[DOCUMENT PASSAGE — start]

The 10th World Russian People’s Council is to open on Tuesday in Moscow. It is expected to adopt a Universal Declaration of the Rights and Freedoms of the Human Person and to consider the initiative of Orthodox believers to establish a human rights center.
In what state does the human rights movement find itself in Russia today? What rights of believes need a special protection today? What balance of views on human rights should be reached to avoid conflicts? Archpriest Vsevolod Chaplin, vice-chairman of the Moscow Patriarchate Department for External Church Relations and the WRPC Board member, gives answer to these and other questions in an interview to Interfax-Religion.
– Why has the Russian Orthodox Church decided to get involved in human rights?
– The World Russian People’s Council is expected to consider several themes. Human rights were among the main themes of the previous Council. It was the previous Council that gave an instruction to draft a document to reflect the view that the Russian civilization takes of the rights and freedoms of the person. A draft of this document has been worked out by a special working group led by the Chairman of the Moscow Patriarchate Department for External Church Relations, Metropolitan Kirill of Smolensk and Kaliningrad. It included theologians, secular philosophers and representatives of Orthodox public organizations. This draft is now being finalized to be considered and hopefully adopted by the present Council.
Some lay organizations have proposed to establish an Orthodox human rights center. I hope the Council will follow up this idea. No specific guidelines for the work of this center have been offered as yet. Hopefully, this idea will be given a specific form.
Many Orthodox public organizations have been already involved in the human rights advocacy, and this work is nothing new. Before the 1917 Revolution, the Church interceded for those who were treated unjustly and for those who suffered a just punishment. During the Soviet time, many Orthodox clergy were concerned for the rights of believers and defended these rights. These were not only dissidents whose names on everybody’s lips and who enjoyed a strong support of the West, but our hierarchs who had to conduct a difficult dialogue with the Soviet authorities to ensure the rights of the Church so that churches might not be closed and believers might preserve at least some freedom to confess their faith.
The archives of Soviet institutions that have been opened today shed light on the tremendous efforts – unknown to the world – hierarchs and clergy of the Russian Church made to guard the faithful against the repressions carried out by the godless totalitarian regime. The Orthodox human rights advocacy came with the perestroika and continues to this day. Suffice it to recall that Orthodox human rights advocates defended the policemen from the Moscow Region who were slandered and convicted for their struggle against dealers and those corrupted officials who covered them up.

[DOCUMENT PASSAGE — finish]
[EXERCISE DATA — start]

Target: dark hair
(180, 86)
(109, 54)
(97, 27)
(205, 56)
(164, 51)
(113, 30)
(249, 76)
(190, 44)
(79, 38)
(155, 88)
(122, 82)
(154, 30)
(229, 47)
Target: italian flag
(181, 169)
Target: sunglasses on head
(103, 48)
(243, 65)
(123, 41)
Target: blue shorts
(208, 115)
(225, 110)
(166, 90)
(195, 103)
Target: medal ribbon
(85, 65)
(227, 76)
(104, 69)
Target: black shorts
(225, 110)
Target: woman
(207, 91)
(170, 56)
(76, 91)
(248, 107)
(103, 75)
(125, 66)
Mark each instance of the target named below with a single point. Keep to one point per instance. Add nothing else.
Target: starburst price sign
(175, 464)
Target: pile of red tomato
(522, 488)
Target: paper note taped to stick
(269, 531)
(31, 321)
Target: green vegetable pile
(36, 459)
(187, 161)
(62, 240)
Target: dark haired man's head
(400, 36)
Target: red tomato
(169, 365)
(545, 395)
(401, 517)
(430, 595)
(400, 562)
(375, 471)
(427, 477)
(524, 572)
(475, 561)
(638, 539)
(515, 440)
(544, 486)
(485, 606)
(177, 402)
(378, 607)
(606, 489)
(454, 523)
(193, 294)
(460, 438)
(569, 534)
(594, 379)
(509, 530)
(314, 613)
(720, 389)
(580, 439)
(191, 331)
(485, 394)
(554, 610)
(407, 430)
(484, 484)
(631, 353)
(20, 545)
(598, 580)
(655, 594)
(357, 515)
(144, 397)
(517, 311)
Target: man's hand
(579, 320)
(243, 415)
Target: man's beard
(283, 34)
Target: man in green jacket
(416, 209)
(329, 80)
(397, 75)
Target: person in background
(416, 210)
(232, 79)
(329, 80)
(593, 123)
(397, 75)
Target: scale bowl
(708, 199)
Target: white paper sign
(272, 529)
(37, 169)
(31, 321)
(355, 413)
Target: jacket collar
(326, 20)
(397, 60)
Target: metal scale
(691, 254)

[EXERCISE DATA — finish]

- [EXERCISE 1]
In one to three sentences, explain why, according to the interview on the Church and human rights, Russian Orthodox hierarchs carried on a difficult dialogue with the Soviet authorities.
- [EXERCISE 2]
Carry on the interview on the Church and human rights, picking up after its final sentence.
The data come from a separate source unrelated to the interview.

- [EXERCISE RESULT 1]
They did so to secure the rights of the Church, so that churches would not be closed and believers could keep at least some freedom to confess their faith.

- [EXERCISE RESULT 2]
Literary every week, His Holiness the Patriarch has to respond to various petitions to intercede for mitigation to be granted to prisoners, for aid to be given to those who are caught into trouble inside and outside Russia, for help to be rendered to those who are abased. So the intercession of the Church for people including the particular, so-called ‘petty man’ is constant.
Many believers are active in defending the human right to privacy, struggling against electronic control, insisting that the state should not interfere into personal convictions but should give to the individual an autonomous personal space. Clergy and laity working in the army and prisons have come out to oppose the abuse of people there. The Orthodox human rights advocacy has become a reality. It is bad that it is overlooked, but I hope the Council will contribute to its better coordination and publicity so that society may be engaged in it.
– What is your assessment of the state of the human rights movement in Russia today?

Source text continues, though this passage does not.